## PROVIDED ENTRIES

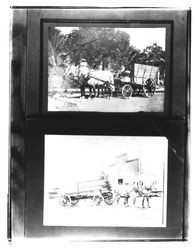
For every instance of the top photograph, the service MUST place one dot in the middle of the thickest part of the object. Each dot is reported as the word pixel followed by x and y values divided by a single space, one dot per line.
pixel 107 69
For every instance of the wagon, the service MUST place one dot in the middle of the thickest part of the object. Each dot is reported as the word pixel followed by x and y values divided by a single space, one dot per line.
pixel 95 190
pixel 141 80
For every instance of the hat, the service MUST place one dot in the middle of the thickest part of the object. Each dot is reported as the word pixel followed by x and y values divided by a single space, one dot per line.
pixel 82 60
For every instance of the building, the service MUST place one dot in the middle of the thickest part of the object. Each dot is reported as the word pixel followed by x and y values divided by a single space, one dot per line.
pixel 124 170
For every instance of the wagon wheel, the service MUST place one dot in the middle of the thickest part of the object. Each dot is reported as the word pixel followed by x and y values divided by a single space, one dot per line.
pixel 149 87
pixel 74 200
pixel 65 200
pixel 108 198
pixel 97 199
pixel 127 91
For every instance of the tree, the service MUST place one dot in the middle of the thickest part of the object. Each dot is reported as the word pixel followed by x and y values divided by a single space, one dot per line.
pixel 153 55
pixel 96 44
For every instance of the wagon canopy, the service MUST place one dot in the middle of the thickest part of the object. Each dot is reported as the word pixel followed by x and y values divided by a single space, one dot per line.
pixel 142 72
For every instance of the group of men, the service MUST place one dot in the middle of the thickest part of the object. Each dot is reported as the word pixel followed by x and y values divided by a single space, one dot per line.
pixel 138 189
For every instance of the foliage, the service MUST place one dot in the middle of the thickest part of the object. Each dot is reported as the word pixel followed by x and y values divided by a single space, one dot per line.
pixel 108 47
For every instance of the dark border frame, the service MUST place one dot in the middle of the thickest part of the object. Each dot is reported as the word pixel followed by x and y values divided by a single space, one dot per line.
pixel 175 182
pixel 176 91
pixel 28 125
pixel 46 23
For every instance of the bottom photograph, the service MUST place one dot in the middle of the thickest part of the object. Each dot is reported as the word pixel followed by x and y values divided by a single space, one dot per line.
pixel 106 181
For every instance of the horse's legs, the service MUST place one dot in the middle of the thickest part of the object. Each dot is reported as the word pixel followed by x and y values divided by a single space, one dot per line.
pixel 82 88
pixel 143 200
pixel 148 201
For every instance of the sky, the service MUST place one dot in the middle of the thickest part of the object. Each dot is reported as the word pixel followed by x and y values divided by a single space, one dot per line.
pixel 71 159
pixel 139 37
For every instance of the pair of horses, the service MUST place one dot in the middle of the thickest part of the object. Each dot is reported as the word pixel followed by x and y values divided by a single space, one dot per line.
pixel 103 81
pixel 138 190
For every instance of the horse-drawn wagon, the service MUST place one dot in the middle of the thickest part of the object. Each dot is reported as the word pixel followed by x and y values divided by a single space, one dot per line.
pixel 96 190
pixel 141 80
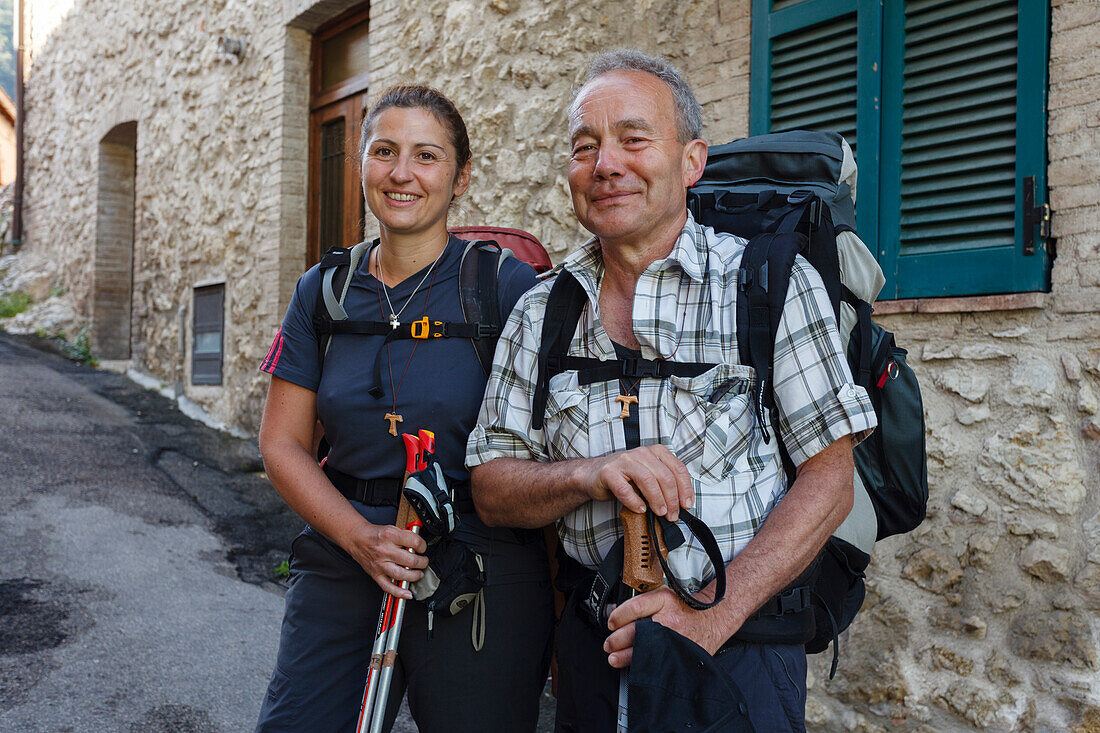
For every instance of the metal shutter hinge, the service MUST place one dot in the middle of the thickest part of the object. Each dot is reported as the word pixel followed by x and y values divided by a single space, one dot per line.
pixel 1034 216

## EXERCISE DESCRIPTION
From the first line to the last, output the records exactly without pictures.

## TASK OUTPUT
For every instance of the top photograph, the service MUST place one dot in the middle of the thickest part of the object. Each dot is reported as the word pixel followed by x and y values divided by a single space, one dot per line.
pixel 107 69
For every instance of the wagon, the service MUST place one dot in the middle of the thickest part of the object. Each dot is reported as the word pixel followed by x and y values divided by a single space, one dot per line.
pixel 95 190
pixel 141 80
For every instance of the hat, the service MUST place one dot in the middle of the thickest part of the object. Each dot is reported as the word pixel followed by x and y values divided by a single space, one dot per line.
pixel 82 60
For every instance of the building, the service MUST place one dot in the middle of the thickest part of the object. Each dot is reported as the word pixel followed by x and y values divided by a single space, one dot per line.
pixel 124 170
For every instance of the wagon wheel, the service MUST place one dot in the middle of the thickest part of the object. Each dot is reported as the word pixel followed by x and y values divided by a single space, one dot per line.
pixel 149 87
pixel 74 200
pixel 65 200
pixel 108 198
pixel 97 199
pixel 127 91
For every instance of the tree, the service MUST place one dot in the middle of the thickest part of the object. Each dot is reported as the word pixel followed by x and y values divided by a single space, one dot per line.
pixel 153 55
pixel 96 44
For every instance of the wagon canopy, the service MUST place one dot in the middle of the thickest part of the object. Each dot is reported as the word pixel followed by x and y values divided by a single space, one dot per line.
pixel 142 72
For every instance of the group of men, the service MUST place one dot in the middle of the thickest part of the object. Each dot is reported as the word pixel followed by x and y values divided by a single space, one dot per line.
pixel 138 189
For every instance of the foliage, the service MUST place one dot in the middle of the thickest part of the object. Each dot is reported as the word pixel followed by x and y values divided by a single space, one dot per line.
pixel 108 47
For every instance of the dark border frame, the service MUST place one dot in the middle of the thickest part of the object. Each dot is reported as the word pixel followed by x and y values divided by a single space, one dot per line.
pixel 175 182
pixel 176 91
pixel 28 125
pixel 46 23
For every instance of the bottom photograph, the service MUST place one dot in the middle of the thickest part of the object. Each dot is reported as the word pixel followed by x and y values divided by a single space, one dot per line.
pixel 106 181
For every instance of the horse's legs, the service MUST place one dot in the middle of the thickest part of the object. Each dot is reported as the word pixel followed by x and y values divided by a single space, one dot per line.
pixel 82 88
pixel 143 200
pixel 148 201
For every instance of the sky, the service MUST place one dot in the middle of the thickest part of the object. Each dot is reported as the word pixel followed by x and y values divided by a single space, one dot per line.
pixel 71 159
pixel 139 37
For every instance of the pair of horses, the service MUST place one dot in the middle of the thickest part of the object. Each dot is reported as the word pixel followed by x and y values divided by a single space, one dot per line.
pixel 103 81
pixel 138 190
For every instance of the horse-drawn wagon, the service MUST place one dot in the middle of the thickest part of the object. Each dot is reported as the word pixel followed by x and y values divided by a single space, one dot per line.
pixel 96 190
pixel 141 80
For every instance of the metal shutter hinge, the service MUST place one dot in the middle of the thickest part of the object. Each dot is reported as the word pixel followed by x and y values divided by a single space, one dot per line.
pixel 1034 216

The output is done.